**Task input:**
((
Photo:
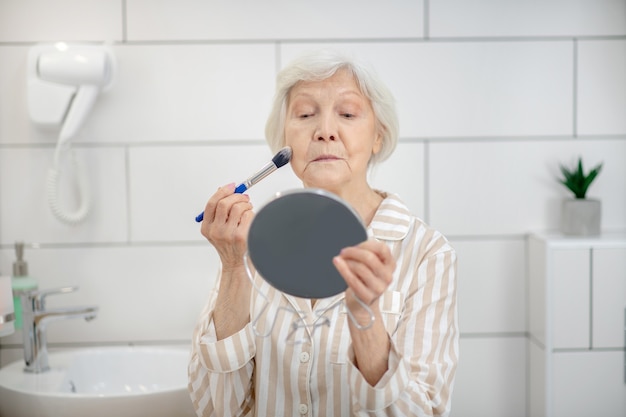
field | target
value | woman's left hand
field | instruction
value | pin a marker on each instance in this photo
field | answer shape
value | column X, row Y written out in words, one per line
column 368, row 270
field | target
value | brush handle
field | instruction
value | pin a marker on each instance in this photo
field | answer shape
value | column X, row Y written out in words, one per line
column 241, row 188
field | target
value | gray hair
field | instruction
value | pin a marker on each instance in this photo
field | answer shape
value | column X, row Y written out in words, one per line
column 319, row 66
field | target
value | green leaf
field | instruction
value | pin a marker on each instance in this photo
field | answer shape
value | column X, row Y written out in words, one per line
column 576, row 180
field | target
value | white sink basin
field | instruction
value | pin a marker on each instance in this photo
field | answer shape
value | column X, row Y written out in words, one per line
column 114, row 381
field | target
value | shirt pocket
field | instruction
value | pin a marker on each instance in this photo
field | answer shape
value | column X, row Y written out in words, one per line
column 390, row 303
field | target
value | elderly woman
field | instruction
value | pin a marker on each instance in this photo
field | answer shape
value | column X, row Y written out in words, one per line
column 339, row 120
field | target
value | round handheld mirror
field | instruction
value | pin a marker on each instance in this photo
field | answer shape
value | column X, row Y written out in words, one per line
column 293, row 239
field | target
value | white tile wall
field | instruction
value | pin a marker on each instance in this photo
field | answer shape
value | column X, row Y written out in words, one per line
column 37, row 21
column 24, row 210
column 491, row 96
column 276, row 19
column 601, row 87
column 511, row 187
column 491, row 378
column 511, row 18
column 486, row 287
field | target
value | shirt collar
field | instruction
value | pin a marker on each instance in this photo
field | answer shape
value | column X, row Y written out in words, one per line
column 392, row 220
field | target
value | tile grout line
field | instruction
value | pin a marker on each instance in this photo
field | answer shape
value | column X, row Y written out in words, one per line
column 575, row 90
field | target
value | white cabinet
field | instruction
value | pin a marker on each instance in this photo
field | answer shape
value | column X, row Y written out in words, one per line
column 577, row 326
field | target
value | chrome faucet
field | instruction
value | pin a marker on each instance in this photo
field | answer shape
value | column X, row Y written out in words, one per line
column 35, row 319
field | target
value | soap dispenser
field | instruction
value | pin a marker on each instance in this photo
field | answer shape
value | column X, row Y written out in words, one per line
column 7, row 313
column 21, row 282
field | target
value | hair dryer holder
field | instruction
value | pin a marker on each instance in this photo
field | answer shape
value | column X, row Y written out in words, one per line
column 63, row 83
column 64, row 80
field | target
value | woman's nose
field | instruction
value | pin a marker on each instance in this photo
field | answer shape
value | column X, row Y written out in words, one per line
column 327, row 129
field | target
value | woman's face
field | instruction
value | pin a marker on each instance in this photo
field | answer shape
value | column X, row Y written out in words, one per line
column 331, row 128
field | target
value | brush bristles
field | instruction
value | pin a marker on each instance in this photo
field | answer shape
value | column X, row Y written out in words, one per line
column 282, row 157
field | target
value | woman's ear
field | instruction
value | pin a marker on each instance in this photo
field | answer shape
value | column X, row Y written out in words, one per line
column 378, row 143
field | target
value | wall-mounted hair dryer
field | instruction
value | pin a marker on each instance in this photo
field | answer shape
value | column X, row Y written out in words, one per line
column 64, row 81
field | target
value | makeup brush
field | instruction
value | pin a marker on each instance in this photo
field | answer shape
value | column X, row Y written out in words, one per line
column 281, row 158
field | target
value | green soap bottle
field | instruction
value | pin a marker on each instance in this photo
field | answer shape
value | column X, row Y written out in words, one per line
column 20, row 282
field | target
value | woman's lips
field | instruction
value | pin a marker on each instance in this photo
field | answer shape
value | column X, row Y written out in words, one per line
column 325, row 158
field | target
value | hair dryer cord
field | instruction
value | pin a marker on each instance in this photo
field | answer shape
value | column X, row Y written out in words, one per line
column 82, row 187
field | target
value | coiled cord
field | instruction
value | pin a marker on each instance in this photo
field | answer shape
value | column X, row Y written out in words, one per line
column 82, row 188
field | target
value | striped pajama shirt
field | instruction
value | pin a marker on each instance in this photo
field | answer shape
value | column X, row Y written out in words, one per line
column 295, row 360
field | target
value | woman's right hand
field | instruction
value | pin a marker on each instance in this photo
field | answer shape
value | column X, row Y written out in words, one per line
column 227, row 218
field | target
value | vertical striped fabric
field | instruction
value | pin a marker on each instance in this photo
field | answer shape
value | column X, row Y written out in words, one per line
column 298, row 361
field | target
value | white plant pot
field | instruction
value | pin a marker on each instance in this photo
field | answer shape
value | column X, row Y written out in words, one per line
column 581, row 217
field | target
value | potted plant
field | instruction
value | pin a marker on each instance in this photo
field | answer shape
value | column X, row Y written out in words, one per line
column 580, row 216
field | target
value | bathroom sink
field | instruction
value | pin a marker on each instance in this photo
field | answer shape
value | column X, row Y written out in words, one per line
column 94, row 382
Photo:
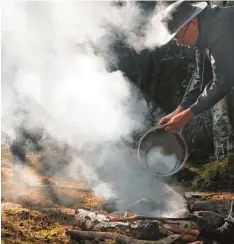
))
**Exercise brief:**
Please report every line in the records above that contains the word "striped", copying each such line in full.

**Exercise answer:**
value | striped pajama shirt
value | vertical striped fabric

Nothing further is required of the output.